- [What you should do]: Set down each entry exactly as given; pictures should not appear in the copy.

-- Start Data extract --

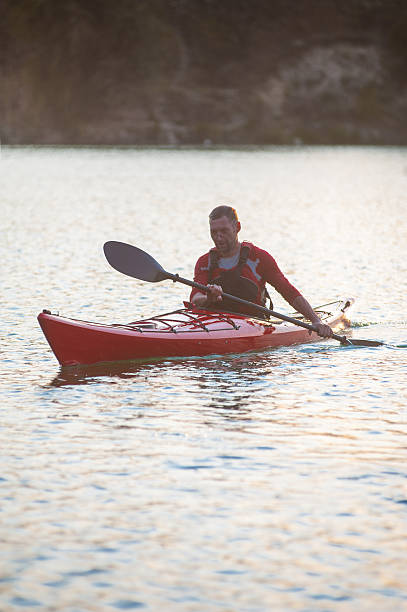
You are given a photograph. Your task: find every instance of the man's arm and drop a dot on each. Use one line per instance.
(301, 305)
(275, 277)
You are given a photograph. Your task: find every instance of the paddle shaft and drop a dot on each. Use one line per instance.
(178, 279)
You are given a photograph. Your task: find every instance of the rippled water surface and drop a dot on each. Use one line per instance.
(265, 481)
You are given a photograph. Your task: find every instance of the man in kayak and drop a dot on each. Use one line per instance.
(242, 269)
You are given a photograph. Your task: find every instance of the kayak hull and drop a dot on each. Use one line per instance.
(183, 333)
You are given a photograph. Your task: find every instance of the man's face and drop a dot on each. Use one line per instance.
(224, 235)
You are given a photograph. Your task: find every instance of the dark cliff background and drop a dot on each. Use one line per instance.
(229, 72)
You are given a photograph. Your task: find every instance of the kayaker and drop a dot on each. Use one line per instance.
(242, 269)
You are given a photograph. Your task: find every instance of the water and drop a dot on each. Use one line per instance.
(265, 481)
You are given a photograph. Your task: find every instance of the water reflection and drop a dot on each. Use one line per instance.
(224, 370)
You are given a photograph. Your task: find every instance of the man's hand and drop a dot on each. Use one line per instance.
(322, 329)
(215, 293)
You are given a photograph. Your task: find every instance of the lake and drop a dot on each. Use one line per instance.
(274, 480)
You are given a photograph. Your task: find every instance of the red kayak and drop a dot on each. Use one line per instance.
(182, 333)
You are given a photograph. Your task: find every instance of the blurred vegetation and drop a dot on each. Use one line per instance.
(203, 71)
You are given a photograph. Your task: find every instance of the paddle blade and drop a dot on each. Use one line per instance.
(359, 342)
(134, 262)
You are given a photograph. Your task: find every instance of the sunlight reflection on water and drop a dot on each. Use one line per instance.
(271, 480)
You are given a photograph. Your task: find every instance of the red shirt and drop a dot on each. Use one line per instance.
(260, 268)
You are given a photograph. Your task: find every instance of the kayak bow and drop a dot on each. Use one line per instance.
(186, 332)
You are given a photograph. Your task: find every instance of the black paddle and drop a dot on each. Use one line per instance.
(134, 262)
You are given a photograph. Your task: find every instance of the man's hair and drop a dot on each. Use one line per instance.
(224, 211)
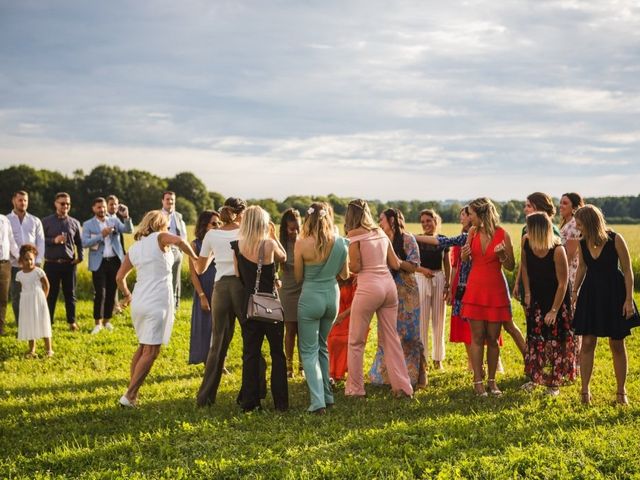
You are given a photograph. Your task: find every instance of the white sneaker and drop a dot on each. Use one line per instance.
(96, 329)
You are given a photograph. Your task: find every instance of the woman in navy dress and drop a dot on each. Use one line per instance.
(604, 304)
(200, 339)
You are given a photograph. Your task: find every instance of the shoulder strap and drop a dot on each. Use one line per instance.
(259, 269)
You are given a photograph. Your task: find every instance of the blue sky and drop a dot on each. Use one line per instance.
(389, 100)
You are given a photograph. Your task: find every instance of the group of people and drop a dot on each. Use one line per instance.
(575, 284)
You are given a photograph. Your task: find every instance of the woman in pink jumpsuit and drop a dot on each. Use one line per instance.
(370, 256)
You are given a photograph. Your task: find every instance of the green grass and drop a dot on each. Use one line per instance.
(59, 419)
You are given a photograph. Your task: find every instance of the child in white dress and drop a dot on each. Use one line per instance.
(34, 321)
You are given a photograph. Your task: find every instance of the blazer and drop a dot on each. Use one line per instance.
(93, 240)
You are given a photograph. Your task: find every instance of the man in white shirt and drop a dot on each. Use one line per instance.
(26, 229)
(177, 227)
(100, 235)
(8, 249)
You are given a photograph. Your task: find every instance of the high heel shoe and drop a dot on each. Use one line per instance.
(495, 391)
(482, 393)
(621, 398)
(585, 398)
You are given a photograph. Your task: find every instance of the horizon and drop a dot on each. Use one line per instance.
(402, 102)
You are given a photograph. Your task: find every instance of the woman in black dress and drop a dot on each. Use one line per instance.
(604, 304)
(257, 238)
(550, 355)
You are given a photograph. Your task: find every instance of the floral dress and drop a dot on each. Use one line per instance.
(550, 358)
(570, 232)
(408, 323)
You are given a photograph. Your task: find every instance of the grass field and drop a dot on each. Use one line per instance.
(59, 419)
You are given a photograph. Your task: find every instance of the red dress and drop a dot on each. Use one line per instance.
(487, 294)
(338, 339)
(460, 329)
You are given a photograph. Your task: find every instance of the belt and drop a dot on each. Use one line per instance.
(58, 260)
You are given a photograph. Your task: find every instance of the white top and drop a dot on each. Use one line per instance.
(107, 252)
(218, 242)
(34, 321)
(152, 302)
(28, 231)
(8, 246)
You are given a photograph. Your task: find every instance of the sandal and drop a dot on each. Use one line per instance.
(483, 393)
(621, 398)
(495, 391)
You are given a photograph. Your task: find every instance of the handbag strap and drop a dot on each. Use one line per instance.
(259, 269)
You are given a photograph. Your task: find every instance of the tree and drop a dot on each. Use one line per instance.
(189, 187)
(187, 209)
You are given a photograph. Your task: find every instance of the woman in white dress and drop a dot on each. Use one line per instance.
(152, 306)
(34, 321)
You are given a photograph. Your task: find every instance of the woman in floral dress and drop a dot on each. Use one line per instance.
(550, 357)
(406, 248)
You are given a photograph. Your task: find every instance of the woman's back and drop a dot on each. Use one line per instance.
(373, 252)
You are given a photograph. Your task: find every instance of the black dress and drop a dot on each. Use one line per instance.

-- End Data extract --

- [Answer to the task]:
You are given a photograph. Your task: find every instance of the man's arm and drop a dot on each. Use one line per instance.
(301, 305)
(275, 277)
You are given a photograph. Your task: find every instance of the paddle shaft and drop a dot on each. Use one line per instance.
(178, 279)
You are given a photograph. Your task: find every instance of the rippled water surface and drop a dot on each. Use one line per instance.
(265, 481)
You are given a photograph. Your task: find every instance of the man in kayak and drop a dot on each. Use one line per instance.
(242, 269)
You are given a photograph. Your task: find every instance of the kayak hull and drop a dot on each. Use one line per instance.
(183, 333)
You are given a photograph. Your task: find every instance of the man's face and drop a dot on each. Use one line per instance.
(224, 235)
You are given a photograph. Your task: find every instance of the dark cliff background and drop a dot on each. Use one line per instance.
(229, 72)
You are given a photograph. Your task: find every instance of the kayaker and drop a dot on each. Use one line per instance.
(242, 269)
You are given a photograph. Your task: find every instance of the water and drop a dot on each. Use one line per instance.
(265, 481)
You are given a photograph. Your task: find every instance of the water reflection and drop a dot on each. Use one line per instance.
(224, 370)
You are given a photograph. Your task: find every instance of the man's hand and drop a dot on each. Use one line per instance.
(322, 329)
(215, 293)
You are given a photograph. Your task: find every instance of the lake and drop a dot on each. Use one line per instance.
(274, 480)
You are given a photograph. Your task: find every instance of the red kayak and drop a dot on each. Use one line per instance.
(182, 333)
You are given a photograph. Your task: find every instance of the blurred vegetation and drop a dot on each. Use one line per instance.
(203, 71)
You are given a photograph. Your task: find every instance of the paddle blade and drop a dot on each. Use one line per instance.
(359, 342)
(134, 262)
You are given a photograph. Your task: find every instance of the sunlight reflection on water and drop a dot on each. Use one line per instance.
(271, 480)
You are given a photograph. Your task: find every instance of the red shirt and drop a dot on each. Use one line per instance.
(260, 268)
You are given a photograph. Your task: find every instance of the kayak bow and drop a dot on each. Use one line per instance.
(186, 332)
You are given a photograph. Your task: find every instance of the black paddle and drop a dot on each. Use one line per instance.
(134, 262)
You are given a photograph. Your task: find every instance of the man's hair and drop a dot on each. Use one line per instance.
(224, 211)
You are given a photograph. Your task: find every instance of the white sneaker and drop a dot on each. Use one line per instance.
(96, 329)
You are given a photograph. Your task: find every instance of the woman in navy dress and drop a dot on each. Use one line per instance.
(604, 304)
(200, 339)
You are given a photograph. Your task: find every instance of the shoulder strap and drop a dot on each. Use one line per instance.
(259, 269)
You are given a photograph. Your task: find every instance of the blue sky and drop a dot on each. Use one line per instance.
(389, 100)
You are given a photograph. Your task: find every instance of the group of people and drop a dot on each. Use one line per instance.
(575, 284)
You are given a photograph. Your task: find every instance of the woman in pink jumpsuit and drop a dot on each. Use one line per instance.
(370, 256)
You are given a photograph. Your task: find every instance of the green grass and drop a dot on each. Use one line per instance.
(59, 419)
You are given a photograph. Your task: find every instance of the child in white dress and drop a dot on each. Use one line per instance.
(34, 321)
You are given a photograph. Your task: find every instance of the blazer and drop a dot on each. Use one line per instance.
(93, 240)
You are given a photograph. Your task: find every instance of the man in white shirt and drop a dot on each. Use one line per instance.
(26, 229)
(177, 227)
(100, 235)
(8, 249)
You are given a photograph. Your task: find every instance of the high heel shoe and drop a dot on each. Use one line per instance.
(495, 391)
(482, 393)
(621, 398)
(585, 398)
You are given a photograph. Your task: find every instance of the horizon and drop a dot on each. Use one line per instance.
(402, 102)
You are given a photograph. Your task: find every instance of the woman in black dress and drop a dot on each. Use one line per instance.
(604, 304)
(257, 238)
(550, 355)
You are given a photograph. Your task: find every instance of the floral dress and drop a dot on each. Use one line per instance.
(550, 358)
(570, 232)
(408, 323)
You are given a photograph. Your task: find every instance of the grass field and drop a dot on each. Use one line per instance.
(59, 419)
You are given a photograph. Your task: find every instance of the red dress and drop a dot on each. Use one line per instance.
(487, 294)
(338, 339)
(460, 329)
You are given a photograph. Your task: find every instance of the belt and drop a dot on each. Use one line per instance.
(58, 260)
You are given a photograph. Your task: find every instance of the white top and drop a dot on each. Use one line per instance.
(107, 252)
(218, 242)
(34, 321)
(152, 302)
(28, 231)
(8, 246)
You are given a photograph. Your task: find every instance of the sandal and drop a dot on each. Use one line per instance.
(483, 393)
(621, 398)
(495, 391)
You are given a photograph. Your task: find every instance of the handbag strap and drop a dot on each. Use one line per instance.
(259, 269)
You are given a photograph. Your task: find every instance of the tree and drop a dot on each. Use one line per instance.
(189, 187)
(187, 209)
You are given a photograph. Your task: find every instance of the woman in white dress and drop a dot on each. Use one line per instance.
(152, 306)
(34, 321)
You are given a photograph. Your task: find every instance of the woman in floral dress and drop a dot on each. Use one line per instance.
(550, 357)
(406, 248)
You are given a photograph. Your task: find every instance of the woman's back and drop a dot on each. Use one line per instance.
(373, 252)
You are given a photograph. Your task: find every instance of the black dress and drop a dot on each. Use one line per instance.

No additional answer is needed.